___ THE RECORDS
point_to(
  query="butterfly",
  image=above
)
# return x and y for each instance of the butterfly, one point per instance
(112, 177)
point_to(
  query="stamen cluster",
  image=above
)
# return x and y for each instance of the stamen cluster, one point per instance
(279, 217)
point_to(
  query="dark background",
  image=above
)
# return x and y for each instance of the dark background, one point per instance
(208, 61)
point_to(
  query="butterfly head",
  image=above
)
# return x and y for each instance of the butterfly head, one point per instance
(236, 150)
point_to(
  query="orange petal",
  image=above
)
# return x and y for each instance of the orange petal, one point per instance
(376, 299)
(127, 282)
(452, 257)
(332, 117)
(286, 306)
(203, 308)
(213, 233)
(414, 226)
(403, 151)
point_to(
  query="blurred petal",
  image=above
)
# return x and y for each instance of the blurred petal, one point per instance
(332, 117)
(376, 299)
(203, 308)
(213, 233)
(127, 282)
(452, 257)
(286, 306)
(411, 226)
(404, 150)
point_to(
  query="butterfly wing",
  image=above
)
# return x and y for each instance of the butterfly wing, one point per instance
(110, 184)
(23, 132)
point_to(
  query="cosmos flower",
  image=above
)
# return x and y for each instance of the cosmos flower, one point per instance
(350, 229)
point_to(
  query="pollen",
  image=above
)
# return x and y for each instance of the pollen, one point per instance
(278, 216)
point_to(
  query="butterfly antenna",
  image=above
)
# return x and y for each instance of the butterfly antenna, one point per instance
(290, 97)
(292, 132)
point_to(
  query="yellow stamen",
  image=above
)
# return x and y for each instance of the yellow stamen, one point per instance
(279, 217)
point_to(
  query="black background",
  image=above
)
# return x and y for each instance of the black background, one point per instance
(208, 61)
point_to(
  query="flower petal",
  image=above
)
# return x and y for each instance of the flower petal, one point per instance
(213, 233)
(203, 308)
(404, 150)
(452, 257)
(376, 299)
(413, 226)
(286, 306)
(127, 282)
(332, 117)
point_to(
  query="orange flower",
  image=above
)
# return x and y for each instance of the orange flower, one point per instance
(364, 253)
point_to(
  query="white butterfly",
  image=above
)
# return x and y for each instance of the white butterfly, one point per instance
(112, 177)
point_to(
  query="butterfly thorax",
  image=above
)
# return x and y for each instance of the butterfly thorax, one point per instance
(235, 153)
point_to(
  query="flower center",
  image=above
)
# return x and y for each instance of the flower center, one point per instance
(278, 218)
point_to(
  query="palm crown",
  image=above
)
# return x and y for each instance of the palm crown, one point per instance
______
- ACTIVITY -
Take from the listing above each line containing "crown".

- ANSWER FOR THE TASK -
  query="palm crown",
# return x and y for each instance of the palm crown, one point per instance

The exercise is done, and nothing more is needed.